Task details:
Copy the data verbatim, starting at the line containing "Examine the image and enumerate every closed" and ending with the last line of the data.

(Excerpts from bounding box data)
□ □ □
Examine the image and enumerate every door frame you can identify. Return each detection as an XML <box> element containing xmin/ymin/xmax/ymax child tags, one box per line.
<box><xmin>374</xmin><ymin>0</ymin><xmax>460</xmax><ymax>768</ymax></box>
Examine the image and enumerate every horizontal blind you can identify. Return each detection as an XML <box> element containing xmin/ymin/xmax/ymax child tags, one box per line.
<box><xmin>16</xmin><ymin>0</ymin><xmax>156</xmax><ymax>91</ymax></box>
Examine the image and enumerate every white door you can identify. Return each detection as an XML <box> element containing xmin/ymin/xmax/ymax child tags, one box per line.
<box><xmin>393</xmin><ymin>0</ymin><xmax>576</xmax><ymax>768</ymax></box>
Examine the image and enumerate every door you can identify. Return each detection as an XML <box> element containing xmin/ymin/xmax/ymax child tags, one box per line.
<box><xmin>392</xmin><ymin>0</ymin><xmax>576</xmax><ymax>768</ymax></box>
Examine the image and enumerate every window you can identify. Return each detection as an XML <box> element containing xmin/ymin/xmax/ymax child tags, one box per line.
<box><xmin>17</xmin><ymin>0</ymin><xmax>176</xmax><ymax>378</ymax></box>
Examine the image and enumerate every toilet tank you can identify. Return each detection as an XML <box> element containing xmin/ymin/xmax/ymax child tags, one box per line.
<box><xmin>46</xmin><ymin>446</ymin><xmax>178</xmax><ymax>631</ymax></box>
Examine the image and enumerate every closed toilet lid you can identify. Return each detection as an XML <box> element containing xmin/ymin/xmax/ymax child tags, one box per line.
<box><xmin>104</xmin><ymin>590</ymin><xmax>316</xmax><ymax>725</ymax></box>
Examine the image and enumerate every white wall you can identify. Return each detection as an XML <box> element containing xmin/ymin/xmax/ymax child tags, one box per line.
□ □ □
Answer below:
Examine the image and enumerate every closed toilet lid you can identify. Return each detection as an XML <box> element containing xmin/ymin/xmax/ymax child tags, one box per line.
<box><xmin>104</xmin><ymin>590</ymin><xmax>316</xmax><ymax>725</ymax></box>
Examine the image and enumerate every white wall you can identify. Return each detection as an XML <box> element containing xmin/ymin/xmax/ymax child tags, one box per line.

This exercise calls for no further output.